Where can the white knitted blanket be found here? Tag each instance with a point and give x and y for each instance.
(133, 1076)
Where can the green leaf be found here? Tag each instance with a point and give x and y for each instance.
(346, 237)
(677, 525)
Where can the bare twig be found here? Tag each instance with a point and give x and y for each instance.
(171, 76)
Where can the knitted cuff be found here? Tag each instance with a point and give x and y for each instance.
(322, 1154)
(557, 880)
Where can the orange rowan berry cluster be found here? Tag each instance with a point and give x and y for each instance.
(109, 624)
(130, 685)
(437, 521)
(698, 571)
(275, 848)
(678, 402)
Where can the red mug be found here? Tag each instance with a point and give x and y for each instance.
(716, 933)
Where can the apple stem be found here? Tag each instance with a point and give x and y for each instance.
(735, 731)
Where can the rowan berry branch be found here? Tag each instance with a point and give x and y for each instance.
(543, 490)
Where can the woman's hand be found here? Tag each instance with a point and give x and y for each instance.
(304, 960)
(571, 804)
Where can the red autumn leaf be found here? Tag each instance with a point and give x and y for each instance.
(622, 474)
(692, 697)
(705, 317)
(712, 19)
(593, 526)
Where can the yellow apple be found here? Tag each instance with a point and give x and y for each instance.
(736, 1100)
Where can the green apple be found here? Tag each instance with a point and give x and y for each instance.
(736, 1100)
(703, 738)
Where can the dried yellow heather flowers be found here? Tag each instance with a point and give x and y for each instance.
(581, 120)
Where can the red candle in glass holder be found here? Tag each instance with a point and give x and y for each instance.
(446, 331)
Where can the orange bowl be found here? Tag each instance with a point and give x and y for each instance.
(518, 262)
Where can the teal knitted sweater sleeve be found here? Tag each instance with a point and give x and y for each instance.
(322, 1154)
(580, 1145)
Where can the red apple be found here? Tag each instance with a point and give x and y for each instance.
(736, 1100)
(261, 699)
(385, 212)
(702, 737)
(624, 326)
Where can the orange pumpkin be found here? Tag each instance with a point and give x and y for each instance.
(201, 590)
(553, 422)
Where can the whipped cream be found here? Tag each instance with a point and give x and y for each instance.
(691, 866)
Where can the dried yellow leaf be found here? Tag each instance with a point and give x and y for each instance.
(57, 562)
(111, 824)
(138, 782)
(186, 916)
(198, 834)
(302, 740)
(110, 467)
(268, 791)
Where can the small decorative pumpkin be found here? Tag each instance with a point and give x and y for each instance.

****************************************

The request> Repeat the material from above exactly, word for word.

Exercise answer>
Where can the white knitted blanket be found here? Tag each instance with a point and give x and y for each instance.
(133, 1076)
Where can the green leaf be found here? Tag each instance with a point and give x and y for each instance.
(346, 237)
(677, 525)
Where can the bare twig be found here? Tag each instance with a point and give x and y for each instance.
(171, 76)
Where can the knitted cuff be found here? Tag each instance with a point and give x and y for each instance.
(322, 1154)
(557, 880)
Where can the orange rowan berry cluster be found here? Tag each instance with a point and give x and y for each instance.
(109, 624)
(130, 685)
(437, 521)
(698, 571)
(275, 848)
(678, 402)
Where can the red mug be found here? Tag each instance with a point and give x and y for each instance.
(716, 933)
Where can the apple stem be found here? Tag each instance with a point and give x and y for each instance.
(735, 731)
Where can the rowan berry branch be found here? Tag each instance with a point and give x and y for each instance.
(543, 490)
Where can the woman's hand be found here? Tag each instance with a point and give x and y for each instance.
(304, 960)
(571, 804)
Where can the red autumn leaf be found here? Tag each instance with a point and give x and y for each instance.
(622, 474)
(692, 697)
(705, 317)
(712, 19)
(593, 526)
Where can the yellow apple be found here? Tag each instance with a point and give x and y for each instance.
(736, 1100)
Where can the green apple be found here? Tag each instance with a point and give x and y for each instance.
(736, 1100)
(703, 738)
Where can the dried yellow heather flowers be found here? Tag each instance with a point and give x and y for each instance.
(581, 120)
Where can the red candle in glass holder be found here? Tag each instance with a point and give x and y for each instance.
(446, 331)
Where can the orange bowl be found here? Tag each instance with a point and give x and y for each instance.
(518, 262)
Where can the teal knitted sweater sleeve be found here? Tag each instance with a point and give x and y for each instance.
(322, 1154)
(580, 1145)
Where can the red apple be found here? Tag each instance with a point and give x and y for each instance.
(736, 1100)
(261, 699)
(385, 212)
(702, 737)
(624, 326)
Where can the orange pumpkin be found here? Tag each instance with a point and give x and y for each instance.
(201, 590)
(553, 422)
Where can the whipped cream be found here? Tag each instance with a point and give x and y for each instance.
(691, 866)
Where can the dried yellow leaf be found here? Tag each instance with a point and give x and y for each instance.
(57, 562)
(111, 824)
(138, 782)
(186, 916)
(198, 834)
(302, 740)
(110, 467)
(268, 791)
Where can the small decorative pumpkin be found here? Tag each instance with a point and give x and y for each instance.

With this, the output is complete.